__Your objective__.
Please copy out every line of the records below word for word, leaving out the pictures.

(Records pointing to named objects)
--- Start ---

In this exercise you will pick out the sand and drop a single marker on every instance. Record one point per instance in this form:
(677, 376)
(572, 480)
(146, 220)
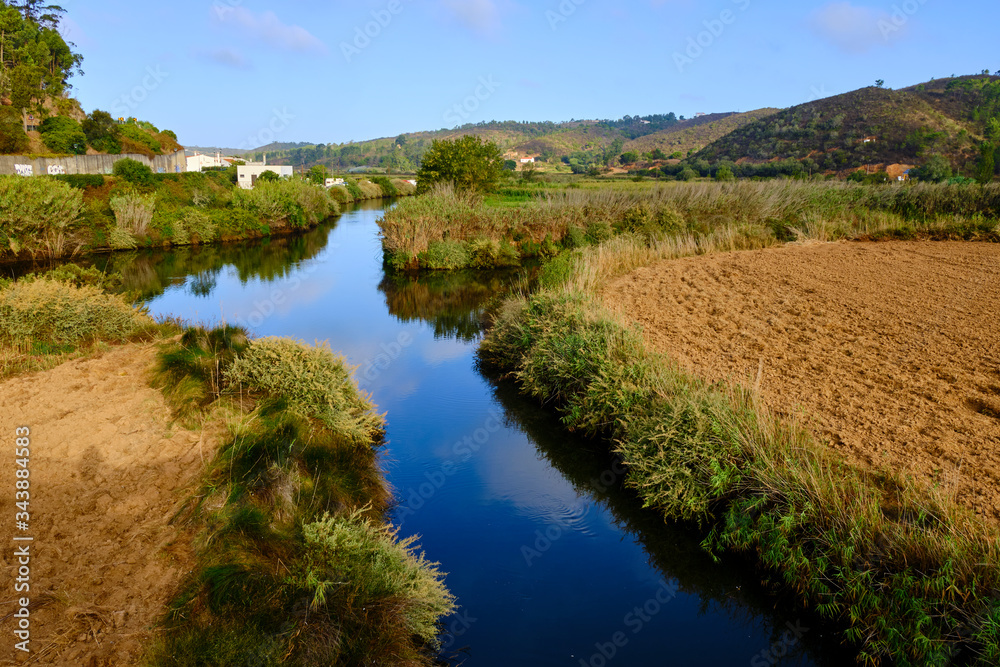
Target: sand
(107, 472)
(888, 351)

--- End ---

__Result for this exercise__.
In this exercise you will pick out the sand and drop a single marker on every instance. Record one point per instance in this form:
(677, 376)
(572, 480)
(146, 220)
Target: sand
(107, 472)
(888, 351)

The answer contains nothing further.